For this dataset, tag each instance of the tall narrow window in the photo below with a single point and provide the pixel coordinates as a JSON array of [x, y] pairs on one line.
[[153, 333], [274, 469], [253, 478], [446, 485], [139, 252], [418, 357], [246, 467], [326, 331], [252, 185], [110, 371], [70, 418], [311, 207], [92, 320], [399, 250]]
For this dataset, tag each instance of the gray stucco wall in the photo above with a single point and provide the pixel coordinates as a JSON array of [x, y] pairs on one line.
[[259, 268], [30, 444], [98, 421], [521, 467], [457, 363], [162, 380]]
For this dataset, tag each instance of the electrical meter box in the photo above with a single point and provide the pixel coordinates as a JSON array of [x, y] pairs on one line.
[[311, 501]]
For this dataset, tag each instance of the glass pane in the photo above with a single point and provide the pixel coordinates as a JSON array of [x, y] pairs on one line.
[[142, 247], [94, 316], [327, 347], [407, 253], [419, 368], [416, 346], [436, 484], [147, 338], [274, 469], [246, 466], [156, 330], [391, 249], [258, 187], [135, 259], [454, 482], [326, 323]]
◇ ◇ ◇ ◇ ◇
Task directions: Each entry above is to be transcribed exactly as it was written.

The answer:
For this dataset, tag each instance of the tall narrow window in the photo below with a single point and provide the pixel coordinates as a JSON array of [x, y] pairs on one line.
[[153, 333], [274, 469], [253, 478], [446, 485], [139, 252], [418, 357], [246, 467], [326, 331], [252, 185], [110, 371], [70, 418], [311, 207], [92, 320], [399, 250]]
For this dataset, tag each instance of the gray stucco wall in the photo above with a single point and provide the pixel coordinates as a JSON array of [x, y] pairs on one line.
[[259, 268], [30, 444], [98, 421], [521, 467], [457, 363], [162, 380]]
For this dataset, tag each instance of the electrical meter box in the photo above with a single point and provide the pixel coordinates as a JSON array of [x, y] pairs on one line.
[[311, 501]]
For this dataset, tag each instance of the glass pane in the photo above with a single point and provide the pixel coordinates as a JSON array of [x, y] pairs on one line.
[[142, 247], [94, 316], [327, 347], [407, 253], [419, 368], [416, 346], [436, 484], [147, 338], [274, 469], [246, 466], [156, 330], [391, 249], [258, 187], [135, 259], [454, 482], [326, 323]]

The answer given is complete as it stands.